Records for the task Start Marker
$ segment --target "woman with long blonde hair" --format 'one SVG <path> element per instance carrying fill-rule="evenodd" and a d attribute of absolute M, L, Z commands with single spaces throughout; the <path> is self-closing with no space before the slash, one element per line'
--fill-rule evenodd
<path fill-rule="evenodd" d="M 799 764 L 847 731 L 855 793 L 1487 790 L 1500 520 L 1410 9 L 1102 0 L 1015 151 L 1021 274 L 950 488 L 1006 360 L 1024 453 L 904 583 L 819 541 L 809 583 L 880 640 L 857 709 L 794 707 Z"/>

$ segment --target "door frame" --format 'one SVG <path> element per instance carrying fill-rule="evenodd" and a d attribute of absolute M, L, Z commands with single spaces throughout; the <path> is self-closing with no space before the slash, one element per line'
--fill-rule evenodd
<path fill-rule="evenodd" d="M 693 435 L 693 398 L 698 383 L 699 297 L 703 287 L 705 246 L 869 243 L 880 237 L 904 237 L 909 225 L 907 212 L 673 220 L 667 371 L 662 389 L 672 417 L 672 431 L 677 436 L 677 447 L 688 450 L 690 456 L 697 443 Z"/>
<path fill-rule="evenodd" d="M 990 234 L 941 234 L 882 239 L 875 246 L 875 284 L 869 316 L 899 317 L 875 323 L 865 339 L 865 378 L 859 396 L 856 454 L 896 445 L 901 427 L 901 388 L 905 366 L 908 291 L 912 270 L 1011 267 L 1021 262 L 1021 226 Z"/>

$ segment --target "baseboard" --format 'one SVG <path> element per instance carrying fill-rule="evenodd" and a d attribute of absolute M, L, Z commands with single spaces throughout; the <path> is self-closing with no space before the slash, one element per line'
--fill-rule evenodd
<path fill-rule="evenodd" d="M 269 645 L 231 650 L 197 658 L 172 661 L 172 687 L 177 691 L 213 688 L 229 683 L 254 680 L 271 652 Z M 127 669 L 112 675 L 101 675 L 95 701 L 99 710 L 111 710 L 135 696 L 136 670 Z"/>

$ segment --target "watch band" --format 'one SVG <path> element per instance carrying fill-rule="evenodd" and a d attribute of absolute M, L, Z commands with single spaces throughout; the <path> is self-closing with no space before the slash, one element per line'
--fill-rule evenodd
Records for the task End Marker
What to produce
Every entry in the listing above is to be repeated verbatim.

Solved problem
$ segment --target "woman with long blonde hair" --format 'one SVG <path> element per instance carrying fill-rule="evenodd" and a d attribute of absolute M, L, Z commands with single spaces throughout; the <path> is self-closing with no space before the slash, one element per line'
--fill-rule evenodd
<path fill-rule="evenodd" d="M 799 764 L 847 731 L 855 793 L 1487 790 L 1500 520 L 1410 9 L 1102 0 L 1015 151 L 1021 274 L 950 488 L 1006 360 L 1024 453 L 904 583 L 819 541 L 809 583 L 880 640 L 857 709 L 794 707 Z"/>

$ segment --target "door frame" --format 'one SVG <path> element per instance carrying fill-rule="evenodd" and a d attribute of absolute M, L, Z commands with single spaces throughout; the <path> is self-closing with no space before the slash, one element per line'
--fill-rule evenodd
<path fill-rule="evenodd" d="M 693 435 L 693 398 L 698 383 L 699 297 L 703 287 L 705 246 L 869 243 L 880 237 L 904 237 L 909 225 L 907 212 L 673 220 L 667 371 L 662 389 L 672 417 L 672 431 L 677 436 L 677 447 L 688 450 L 690 456 L 697 443 Z"/>
<path fill-rule="evenodd" d="M 990 234 L 941 234 L 882 239 L 875 246 L 875 284 L 869 316 L 899 317 L 875 323 L 865 339 L 865 378 L 859 396 L 856 454 L 896 445 L 901 427 L 901 388 L 905 366 L 908 291 L 912 270 L 1011 267 L 1021 262 L 1021 226 Z"/>

$ segment --target "baseboard" --format 'one SVG <path> element per instance carrying fill-rule="evenodd" and a d attribute of absolute M, L, Z commands with single spaces throughout; the <path> is self-closing with no space before the slash, one element per line'
--fill-rule evenodd
<path fill-rule="evenodd" d="M 269 645 L 231 650 L 197 658 L 172 661 L 172 687 L 177 691 L 213 688 L 229 683 L 254 680 L 271 652 Z M 127 669 L 112 675 L 101 675 L 95 701 L 99 710 L 111 710 L 135 696 L 136 670 Z"/>

$ segment --target "watch band" --format 'one SVG <path> element per instance carrying fill-rule="evenodd" and a d attribute of absolute M, L, Z commands with single spaces throughout; the <path> is self-closing with no space before the slash, one element per line'
--fill-rule evenodd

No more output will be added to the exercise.